■ AIM OF THE EXERCISE: Repeat these records word for word, beginning at the line that contains "of the dense" and stopping after the line that contains "<point>23,279</point>".

(Coordinate annotation records)
--------------------

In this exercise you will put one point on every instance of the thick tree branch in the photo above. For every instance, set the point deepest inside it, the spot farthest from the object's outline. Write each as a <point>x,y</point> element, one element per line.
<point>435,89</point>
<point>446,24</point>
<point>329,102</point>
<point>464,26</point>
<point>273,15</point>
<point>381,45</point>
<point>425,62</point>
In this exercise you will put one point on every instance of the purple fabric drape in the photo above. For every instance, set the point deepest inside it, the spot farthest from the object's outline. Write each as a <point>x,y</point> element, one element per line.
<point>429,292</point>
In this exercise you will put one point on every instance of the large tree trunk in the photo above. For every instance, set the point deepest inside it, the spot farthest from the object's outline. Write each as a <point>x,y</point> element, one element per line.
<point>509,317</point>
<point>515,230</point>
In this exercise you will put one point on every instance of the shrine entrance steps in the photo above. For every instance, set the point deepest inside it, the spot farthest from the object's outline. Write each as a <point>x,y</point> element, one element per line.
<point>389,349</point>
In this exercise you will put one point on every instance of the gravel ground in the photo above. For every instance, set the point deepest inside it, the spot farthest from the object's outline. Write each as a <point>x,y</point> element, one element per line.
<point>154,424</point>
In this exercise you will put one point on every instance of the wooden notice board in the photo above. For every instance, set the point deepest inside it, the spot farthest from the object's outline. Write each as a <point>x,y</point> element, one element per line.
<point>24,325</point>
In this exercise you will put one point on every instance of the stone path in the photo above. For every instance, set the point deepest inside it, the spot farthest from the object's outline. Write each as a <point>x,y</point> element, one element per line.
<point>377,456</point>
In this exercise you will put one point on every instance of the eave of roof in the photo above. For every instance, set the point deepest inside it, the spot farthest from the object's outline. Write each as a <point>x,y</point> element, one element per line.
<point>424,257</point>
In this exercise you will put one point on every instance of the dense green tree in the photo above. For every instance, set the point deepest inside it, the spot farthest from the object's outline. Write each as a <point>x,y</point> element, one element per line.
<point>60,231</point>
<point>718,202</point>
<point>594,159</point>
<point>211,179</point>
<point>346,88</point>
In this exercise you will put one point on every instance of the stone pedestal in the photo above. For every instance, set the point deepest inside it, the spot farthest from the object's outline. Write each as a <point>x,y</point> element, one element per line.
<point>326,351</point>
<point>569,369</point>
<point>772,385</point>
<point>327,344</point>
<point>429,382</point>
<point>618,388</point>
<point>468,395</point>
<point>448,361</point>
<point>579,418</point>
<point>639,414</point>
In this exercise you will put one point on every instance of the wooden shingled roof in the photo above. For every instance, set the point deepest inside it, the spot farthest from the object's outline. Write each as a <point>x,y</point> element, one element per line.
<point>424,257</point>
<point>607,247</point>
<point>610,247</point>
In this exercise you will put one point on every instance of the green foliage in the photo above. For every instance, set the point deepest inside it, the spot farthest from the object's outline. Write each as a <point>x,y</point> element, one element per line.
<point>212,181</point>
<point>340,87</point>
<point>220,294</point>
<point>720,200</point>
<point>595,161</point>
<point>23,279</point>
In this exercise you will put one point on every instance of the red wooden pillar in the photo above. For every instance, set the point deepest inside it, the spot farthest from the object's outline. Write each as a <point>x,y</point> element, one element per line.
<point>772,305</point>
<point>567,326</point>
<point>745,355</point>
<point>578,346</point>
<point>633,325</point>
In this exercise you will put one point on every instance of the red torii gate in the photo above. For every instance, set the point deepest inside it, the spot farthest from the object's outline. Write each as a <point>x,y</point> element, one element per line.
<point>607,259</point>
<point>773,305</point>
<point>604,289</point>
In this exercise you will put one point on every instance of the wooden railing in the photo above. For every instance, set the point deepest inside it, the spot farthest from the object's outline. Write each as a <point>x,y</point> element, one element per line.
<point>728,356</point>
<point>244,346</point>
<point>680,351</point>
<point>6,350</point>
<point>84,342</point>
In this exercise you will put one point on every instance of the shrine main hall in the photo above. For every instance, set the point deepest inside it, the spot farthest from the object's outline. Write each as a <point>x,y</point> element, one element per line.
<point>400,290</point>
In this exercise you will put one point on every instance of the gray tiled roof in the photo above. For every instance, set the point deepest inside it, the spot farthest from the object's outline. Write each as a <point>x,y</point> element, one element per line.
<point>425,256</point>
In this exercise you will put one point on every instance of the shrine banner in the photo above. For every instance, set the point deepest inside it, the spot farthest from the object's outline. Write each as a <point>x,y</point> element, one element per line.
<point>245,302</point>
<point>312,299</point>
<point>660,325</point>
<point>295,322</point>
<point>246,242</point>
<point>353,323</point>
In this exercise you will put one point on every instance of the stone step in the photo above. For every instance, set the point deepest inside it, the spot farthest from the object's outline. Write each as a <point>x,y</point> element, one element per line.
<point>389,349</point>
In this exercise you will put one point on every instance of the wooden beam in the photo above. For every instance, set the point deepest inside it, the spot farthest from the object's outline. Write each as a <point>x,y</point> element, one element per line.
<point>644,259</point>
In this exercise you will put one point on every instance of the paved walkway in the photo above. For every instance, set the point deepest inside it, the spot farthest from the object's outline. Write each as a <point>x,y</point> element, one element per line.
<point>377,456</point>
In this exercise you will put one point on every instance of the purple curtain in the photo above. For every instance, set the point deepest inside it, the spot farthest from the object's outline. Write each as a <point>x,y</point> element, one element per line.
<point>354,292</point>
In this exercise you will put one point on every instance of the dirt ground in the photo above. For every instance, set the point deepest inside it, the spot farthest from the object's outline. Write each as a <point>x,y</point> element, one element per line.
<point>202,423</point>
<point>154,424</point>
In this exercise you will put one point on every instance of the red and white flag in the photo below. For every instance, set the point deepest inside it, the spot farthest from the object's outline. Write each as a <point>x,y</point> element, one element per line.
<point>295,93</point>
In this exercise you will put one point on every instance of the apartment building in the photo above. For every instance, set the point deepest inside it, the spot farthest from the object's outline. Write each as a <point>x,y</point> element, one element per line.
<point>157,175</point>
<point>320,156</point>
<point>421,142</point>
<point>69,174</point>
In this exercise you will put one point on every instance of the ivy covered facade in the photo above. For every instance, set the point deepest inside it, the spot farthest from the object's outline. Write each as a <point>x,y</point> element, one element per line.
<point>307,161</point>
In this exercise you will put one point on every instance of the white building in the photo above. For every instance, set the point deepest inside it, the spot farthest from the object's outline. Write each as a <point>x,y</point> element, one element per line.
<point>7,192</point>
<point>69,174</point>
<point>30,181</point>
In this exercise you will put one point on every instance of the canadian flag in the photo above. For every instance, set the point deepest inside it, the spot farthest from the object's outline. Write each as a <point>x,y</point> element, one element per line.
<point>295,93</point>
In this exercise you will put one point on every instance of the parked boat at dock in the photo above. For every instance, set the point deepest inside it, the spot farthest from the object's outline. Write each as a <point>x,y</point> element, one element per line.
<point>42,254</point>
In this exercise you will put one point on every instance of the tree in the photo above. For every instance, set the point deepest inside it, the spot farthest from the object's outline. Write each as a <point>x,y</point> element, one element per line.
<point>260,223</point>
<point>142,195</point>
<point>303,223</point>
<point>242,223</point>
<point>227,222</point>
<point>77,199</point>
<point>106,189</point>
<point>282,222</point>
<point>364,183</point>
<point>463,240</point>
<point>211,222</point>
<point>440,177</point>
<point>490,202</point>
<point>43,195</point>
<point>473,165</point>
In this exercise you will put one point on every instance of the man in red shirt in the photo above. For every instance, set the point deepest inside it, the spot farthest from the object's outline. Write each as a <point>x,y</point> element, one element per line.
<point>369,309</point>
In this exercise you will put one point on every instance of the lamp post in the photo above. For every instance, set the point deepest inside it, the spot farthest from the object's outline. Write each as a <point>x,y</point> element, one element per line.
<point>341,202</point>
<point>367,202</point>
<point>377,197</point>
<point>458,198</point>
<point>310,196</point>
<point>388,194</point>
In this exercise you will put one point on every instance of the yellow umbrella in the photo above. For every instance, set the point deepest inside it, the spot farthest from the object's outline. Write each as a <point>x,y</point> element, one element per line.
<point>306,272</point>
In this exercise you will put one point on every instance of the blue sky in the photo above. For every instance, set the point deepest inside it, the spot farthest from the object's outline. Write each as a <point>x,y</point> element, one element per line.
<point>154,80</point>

--------------------

■ TASK RESPONSE:
In this exercise you will put one point on every instance of the dense green tree in the photo above. For every instance, set the point deepest inside it, the spot farthest from the object's outline. Write each as a <point>x,y</point> element, one element per line.
<point>60,231</point>
<point>718,202</point>
<point>594,159</point>
<point>211,179</point>
<point>346,88</point>
In this exercise you will put one point on every instance of the stone pedestal in the photo above. For every instance, set the point deepest inside it, the spot farthest from the object's outline. Write each as a <point>x,y</point> element, one element per line.
<point>326,351</point>
<point>569,369</point>
<point>772,385</point>
<point>327,344</point>
<point>429,382</point>
<point>618,388</point>
<point>468,395</point>
<point>448,361</point>
<point>579,418</point>
<point>639,414</point>
In this exercise you will put one point on every instance of the wooden shingled roof in the photo above. For every instance, set the point deepest inside it, the spot farthest from the object's outline. Write each as a <point>x,y</point> element, one element per line.
<point>424,257</point>
<point>607,247</point>
<point>610,247</point>
In this exercise you will put one point on every instance of the green foliage in the photo above. For every instance, set the point deepest inside it, the spot farthest from the object's outline. Write each as a <point>x,y</point> element, one element per line.
<point>212,181</point>
<point>340,87</point>
<point>220,294</point>
<point>720,200</point>
<point>595,161</point>
<point>23,279</point>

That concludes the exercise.